▶ **Requirement 1**
Report each line of the records that contains the string "cliff". Case counts.

▶ **Page**
On the latter point, at least, there seems to be general agreement; the relationship between quakes and the extraction of oil and gas is an accepted one, as studies of tremors in Oklahoma and in Blackpool, in the United Kingdom, have demonstrated.
But it’s worth taking a closer look at why and how these tremors occur – as well as the scale of the associated risks.
How Does Fracking Create Earthquakes?
It goes without saying that an earthquake is a natural phenomenon, caused when movement occurs along a fault in the earth’s crust. This movement is usually the result of major earth forces of compression and extension. But there’s also a phenomenon known as induced seismicity, whereby human activity alters the stresses on a fault and causes it to reactivate.
In fracking, the use of water is the key to inducing earthquakes – increased water injection increases pore pressure in the rock and effectively weakens it. Such an impact is more significant at deeper levels where the rock is stronger and can accumulate greater amounts of strain before it breaks.
According to the British Geological Survey’s Brian Baptie, with induced earthquakes – just as in natural ones – the risk of a tremor is higher in areas where the rock is already weakened. “In fracture and fault zones the water lubricates the faults and brings them closer to failure, which is what happened in Blackpool,” he explained. “The incidence of earthquakes depends on structure rather than rock type.”
“The fracking process involves two different elements,” explained Dr Baptie. “There’s fracking itself, where the water is pumped into the rock at relatively shallow levels and then out again. And there’s the disposal of contaminated wastewater, when it’s pumped into the rock at a deeper level (usually around 2.5km). Most of the fracking-related earthquakes come from this second stage.”
How Big Can an Induced Earthquake Be?
The magnitude of an earthquake depends on the strength of the rock. The biggest earthquake in recorded history is the magnitude 9.5 (M9.5) earthquake which struck off Chile in 1960. Like most other major earthquakes, this occurred at a subduction zone and was entirely natural.
Induced earthquakes, though they may be significant in their local tectonic context, do not compare with these ‘megathrust’ earthquakes, where massive strain builds up over enormous distances along faults fault.
In Oklahoma, the largest tremor in the state was the M5.6 which struck Prague in 2011. Although this seismic event may not have been directly fracking-induced, the USGS notes that research “suggests that a magnitude 5.0 foreshock to the 2011 Prague, Okla., earthquake was human-induced by fluid injection; that earthquake may have then triggered the mainshock and its aftershocks.”
Most earthquakes we know to be fracking-induced are smaller than this, however.
To place this in context, it’s important to remember than the earthquake magnitude scale is logarithmic – an earthquake of M5 is ten times bigger than an M4 and one hundred times the size of an M3 and so on. This means that the magnitude difference of 3.5 between Oklahoma in 2011 and Chile in 1960 actually represents a difference in size of almost 8000 times – and in terms of energy released, the Chile ‘quake was a mind-boggling 707,000 time larger than the Oklahoma tremor.
Induced Seismicity: Other Culprits?
Fracking isn’t the only process which causes induced seismicity. Many methods of energy exploitation involve altering the strains on rocks with consequent earthquake activity.

▶ **Requirement 2**
Reproduce the passage of the fracking article starting with "Most earthquakes we" and going on through "Seismicity: Other Culprits?", word for word.

▶ **Available data**
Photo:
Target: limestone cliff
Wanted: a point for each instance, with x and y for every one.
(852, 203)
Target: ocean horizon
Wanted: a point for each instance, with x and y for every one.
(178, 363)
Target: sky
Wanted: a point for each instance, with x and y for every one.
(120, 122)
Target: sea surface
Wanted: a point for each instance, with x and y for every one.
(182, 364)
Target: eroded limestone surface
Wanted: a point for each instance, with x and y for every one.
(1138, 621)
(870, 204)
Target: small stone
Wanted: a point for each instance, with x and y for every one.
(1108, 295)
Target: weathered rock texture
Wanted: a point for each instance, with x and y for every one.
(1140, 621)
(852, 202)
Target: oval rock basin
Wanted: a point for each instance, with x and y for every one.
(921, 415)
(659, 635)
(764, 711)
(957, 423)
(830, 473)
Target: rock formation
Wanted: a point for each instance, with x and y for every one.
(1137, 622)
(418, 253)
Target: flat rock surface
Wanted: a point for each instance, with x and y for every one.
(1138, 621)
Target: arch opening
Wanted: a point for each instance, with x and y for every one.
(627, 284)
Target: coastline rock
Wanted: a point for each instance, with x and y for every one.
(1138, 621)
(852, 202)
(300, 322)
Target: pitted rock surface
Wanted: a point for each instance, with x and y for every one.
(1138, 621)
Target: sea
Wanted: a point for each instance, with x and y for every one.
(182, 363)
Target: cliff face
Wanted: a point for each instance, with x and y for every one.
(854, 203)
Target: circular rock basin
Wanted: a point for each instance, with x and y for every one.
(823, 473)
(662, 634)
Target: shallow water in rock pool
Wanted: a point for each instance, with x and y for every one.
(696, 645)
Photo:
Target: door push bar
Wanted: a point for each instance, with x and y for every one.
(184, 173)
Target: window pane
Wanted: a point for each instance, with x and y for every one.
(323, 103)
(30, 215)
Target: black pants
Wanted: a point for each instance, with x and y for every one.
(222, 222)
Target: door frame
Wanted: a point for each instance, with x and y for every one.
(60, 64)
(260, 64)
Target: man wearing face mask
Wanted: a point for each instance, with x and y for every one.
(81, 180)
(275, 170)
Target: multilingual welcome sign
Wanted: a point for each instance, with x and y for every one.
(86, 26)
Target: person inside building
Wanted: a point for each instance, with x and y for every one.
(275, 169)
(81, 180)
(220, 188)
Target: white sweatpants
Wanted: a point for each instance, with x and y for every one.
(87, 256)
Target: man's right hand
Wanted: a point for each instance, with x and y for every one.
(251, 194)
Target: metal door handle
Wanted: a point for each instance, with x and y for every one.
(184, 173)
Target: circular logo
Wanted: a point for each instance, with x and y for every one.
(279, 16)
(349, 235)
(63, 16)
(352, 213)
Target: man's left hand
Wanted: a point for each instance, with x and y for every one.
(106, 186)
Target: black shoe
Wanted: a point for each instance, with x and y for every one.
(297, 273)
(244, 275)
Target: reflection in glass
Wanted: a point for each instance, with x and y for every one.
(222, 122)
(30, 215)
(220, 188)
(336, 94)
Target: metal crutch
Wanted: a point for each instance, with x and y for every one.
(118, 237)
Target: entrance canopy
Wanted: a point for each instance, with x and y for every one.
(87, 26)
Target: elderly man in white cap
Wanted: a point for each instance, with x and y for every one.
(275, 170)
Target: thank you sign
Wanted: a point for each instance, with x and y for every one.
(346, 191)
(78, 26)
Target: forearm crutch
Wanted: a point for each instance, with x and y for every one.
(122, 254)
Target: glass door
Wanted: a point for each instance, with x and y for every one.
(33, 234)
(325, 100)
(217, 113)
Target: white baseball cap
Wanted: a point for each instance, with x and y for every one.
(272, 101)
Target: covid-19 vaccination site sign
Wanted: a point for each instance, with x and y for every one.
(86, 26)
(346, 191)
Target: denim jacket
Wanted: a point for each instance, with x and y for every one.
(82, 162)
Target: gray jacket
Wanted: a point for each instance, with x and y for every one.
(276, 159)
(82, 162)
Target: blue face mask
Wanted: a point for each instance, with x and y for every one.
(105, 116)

▶ **Written reply 1**
Target: limestone cliff
Target: cliff face

▶ **Written reply 2**
Most earthquakes we know to be fracking-induced are smaller than this, however.
To place this in context, it’s important to remember than the earthquake magnitude scale is logarithmic – an earthquake of M5 is ten times bigger than an M4 and one hundred times the size of an M3 and so on. This means that the magnitude difference of 3.5 between Oklahoma in 2011 and Chile in 1960 actually represents a difference in size of almost 8000 times – and in terms of energy released, the Chile ‘quake was a mind-boggling 707,000 time larger than the Oklahoma tremor.
Induced Seismicity: Other Culprits?